:: EXTRACTED RECORDS

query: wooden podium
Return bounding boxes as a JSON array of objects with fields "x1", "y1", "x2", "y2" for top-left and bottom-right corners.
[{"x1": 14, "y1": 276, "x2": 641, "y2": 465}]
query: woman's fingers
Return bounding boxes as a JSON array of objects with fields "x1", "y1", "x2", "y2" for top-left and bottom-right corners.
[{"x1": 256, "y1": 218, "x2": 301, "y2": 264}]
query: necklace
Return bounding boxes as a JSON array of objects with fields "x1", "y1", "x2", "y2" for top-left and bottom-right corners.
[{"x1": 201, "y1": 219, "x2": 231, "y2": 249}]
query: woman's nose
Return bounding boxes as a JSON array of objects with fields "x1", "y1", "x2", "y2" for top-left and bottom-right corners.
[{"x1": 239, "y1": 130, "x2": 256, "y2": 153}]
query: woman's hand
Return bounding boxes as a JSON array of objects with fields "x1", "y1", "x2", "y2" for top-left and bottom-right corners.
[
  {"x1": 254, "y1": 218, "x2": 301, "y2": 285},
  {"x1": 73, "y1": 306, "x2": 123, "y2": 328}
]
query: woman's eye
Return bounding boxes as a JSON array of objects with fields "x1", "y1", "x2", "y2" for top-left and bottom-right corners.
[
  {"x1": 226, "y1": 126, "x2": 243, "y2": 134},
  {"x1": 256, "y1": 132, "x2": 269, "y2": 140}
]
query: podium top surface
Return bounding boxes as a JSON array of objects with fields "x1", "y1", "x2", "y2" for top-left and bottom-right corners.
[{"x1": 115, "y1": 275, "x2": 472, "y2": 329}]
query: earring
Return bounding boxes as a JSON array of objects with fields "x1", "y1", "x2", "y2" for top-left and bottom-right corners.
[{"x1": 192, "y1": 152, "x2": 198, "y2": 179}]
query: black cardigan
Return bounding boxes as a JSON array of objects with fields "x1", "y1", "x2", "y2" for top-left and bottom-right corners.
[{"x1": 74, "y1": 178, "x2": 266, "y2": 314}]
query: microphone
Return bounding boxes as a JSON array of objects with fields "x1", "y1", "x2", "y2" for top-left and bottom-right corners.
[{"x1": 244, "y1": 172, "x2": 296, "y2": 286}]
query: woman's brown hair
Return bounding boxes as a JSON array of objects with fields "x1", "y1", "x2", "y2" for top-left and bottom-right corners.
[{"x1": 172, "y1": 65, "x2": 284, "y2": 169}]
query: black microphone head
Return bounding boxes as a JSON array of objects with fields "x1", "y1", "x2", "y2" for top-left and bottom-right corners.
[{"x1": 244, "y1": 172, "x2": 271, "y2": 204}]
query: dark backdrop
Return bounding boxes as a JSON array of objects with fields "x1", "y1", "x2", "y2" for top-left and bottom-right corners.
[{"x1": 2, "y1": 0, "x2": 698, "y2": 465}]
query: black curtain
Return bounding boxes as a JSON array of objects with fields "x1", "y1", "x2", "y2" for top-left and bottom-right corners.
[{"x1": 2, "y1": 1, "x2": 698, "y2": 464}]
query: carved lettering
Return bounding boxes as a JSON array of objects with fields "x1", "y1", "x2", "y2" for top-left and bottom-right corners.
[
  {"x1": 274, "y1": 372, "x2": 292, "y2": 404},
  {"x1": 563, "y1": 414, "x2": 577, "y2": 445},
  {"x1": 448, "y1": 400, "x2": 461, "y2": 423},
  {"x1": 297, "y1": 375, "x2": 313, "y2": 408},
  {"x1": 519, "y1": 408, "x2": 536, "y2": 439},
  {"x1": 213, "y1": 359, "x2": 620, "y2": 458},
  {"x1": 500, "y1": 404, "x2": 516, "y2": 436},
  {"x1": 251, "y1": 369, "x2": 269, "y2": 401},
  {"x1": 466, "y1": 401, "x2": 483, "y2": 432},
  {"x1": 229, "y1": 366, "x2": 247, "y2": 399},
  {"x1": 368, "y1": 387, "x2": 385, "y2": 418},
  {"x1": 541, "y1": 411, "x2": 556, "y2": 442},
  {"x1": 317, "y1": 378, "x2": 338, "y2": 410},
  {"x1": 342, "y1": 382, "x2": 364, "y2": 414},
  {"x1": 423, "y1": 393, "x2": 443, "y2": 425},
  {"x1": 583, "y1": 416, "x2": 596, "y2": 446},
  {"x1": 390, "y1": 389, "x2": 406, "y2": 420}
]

::::

- WORK ITEM -
Review the preceding data and report every line that includes the string "woman".

- ANSWER BOX -
query: woman's fingers
query: woman's nose
query: woman's hand
query: woman's eye
query: woman's brown hair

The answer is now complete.